*DOCUMENT PASSAGE*
Lot Essay
Exploding with colour and with darting lines covering the canvas, Pablo Picasso's Femme assise is an incredibly energetic picture dating from the beginning of 1949, when his partner Françoise Gilot was heavily pregnant with their daughter Paloma. This picture is filled with rich yellows, reds, blues and greens, a celebration, in highly modern terms, of the impending miracle of birth. At the same time, the diagrammatic forms recall the wire armatures of Picasso's earlier three-dimensional works created with the sculptor Julio González as well as some of his own stylised sculptural depictions of pregnant women from the same year.

*EXCERPTED RECORDS*
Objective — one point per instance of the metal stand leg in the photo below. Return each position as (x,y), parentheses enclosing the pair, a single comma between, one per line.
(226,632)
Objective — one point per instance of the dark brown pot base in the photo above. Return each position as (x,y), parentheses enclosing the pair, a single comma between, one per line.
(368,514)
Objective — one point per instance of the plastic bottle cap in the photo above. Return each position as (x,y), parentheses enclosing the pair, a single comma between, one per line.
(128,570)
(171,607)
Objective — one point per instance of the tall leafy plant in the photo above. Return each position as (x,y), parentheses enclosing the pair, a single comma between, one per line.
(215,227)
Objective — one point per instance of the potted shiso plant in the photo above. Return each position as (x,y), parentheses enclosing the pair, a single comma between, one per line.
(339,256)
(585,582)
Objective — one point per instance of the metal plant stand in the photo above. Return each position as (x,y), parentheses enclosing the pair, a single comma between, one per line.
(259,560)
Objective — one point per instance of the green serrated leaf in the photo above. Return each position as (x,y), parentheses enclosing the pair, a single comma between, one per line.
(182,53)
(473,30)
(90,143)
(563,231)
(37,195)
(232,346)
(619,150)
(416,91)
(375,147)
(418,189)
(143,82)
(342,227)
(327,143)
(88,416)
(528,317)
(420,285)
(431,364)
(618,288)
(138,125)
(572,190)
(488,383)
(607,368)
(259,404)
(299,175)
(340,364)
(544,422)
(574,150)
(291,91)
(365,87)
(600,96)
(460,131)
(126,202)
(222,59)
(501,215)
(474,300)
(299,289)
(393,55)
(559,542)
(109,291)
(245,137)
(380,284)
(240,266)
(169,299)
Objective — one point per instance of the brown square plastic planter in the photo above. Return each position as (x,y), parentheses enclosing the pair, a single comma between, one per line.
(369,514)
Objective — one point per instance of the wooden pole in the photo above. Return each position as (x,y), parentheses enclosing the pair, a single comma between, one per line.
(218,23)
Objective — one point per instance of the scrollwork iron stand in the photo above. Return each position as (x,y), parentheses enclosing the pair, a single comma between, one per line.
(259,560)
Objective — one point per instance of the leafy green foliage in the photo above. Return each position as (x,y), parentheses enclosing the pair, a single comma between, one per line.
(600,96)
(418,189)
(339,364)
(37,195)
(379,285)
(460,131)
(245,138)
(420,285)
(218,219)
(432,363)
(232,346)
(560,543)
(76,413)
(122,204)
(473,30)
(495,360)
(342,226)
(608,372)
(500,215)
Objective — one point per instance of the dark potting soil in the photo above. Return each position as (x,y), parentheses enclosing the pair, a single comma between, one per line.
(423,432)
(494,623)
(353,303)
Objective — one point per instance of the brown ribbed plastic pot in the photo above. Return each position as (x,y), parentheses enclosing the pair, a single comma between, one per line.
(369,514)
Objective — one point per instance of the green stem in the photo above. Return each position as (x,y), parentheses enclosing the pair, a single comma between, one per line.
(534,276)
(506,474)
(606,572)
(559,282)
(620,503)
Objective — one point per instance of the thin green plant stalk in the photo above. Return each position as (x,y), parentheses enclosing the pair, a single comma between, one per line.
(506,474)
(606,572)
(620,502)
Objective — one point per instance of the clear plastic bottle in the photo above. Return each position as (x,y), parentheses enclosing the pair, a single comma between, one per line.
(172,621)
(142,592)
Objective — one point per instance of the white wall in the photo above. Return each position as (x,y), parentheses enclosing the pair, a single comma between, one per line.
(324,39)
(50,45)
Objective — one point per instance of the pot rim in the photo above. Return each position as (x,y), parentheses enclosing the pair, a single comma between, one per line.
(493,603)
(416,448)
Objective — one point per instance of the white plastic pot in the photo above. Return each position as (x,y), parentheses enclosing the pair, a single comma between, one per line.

*WRITTEN REQUEST*
Could you write out the whole lot essay on Picasso's Femme assise word for word, from its heading to its last sentence?

*THE REPLY*
Lot Essay
Exploding with colour and with darting lines covering the canvas, Pablo Picasso's Femme assise is an incredibly energetic picture dating from the beginning of 1949, when his partner Françoise Gilot was heavily pregnant with their daughter Paloma. This picture is filled with rich yellows, reds, blues and greens, a celebration, in highly modern terms, of the impending miracle of birth. At the same time, the diagrammatic forms recall the wire armatures of Picasso's earlier three-dimensional works created with the sculptor Julio González as well as some of his own stylised sculptural depictions of pregnant women from the same year.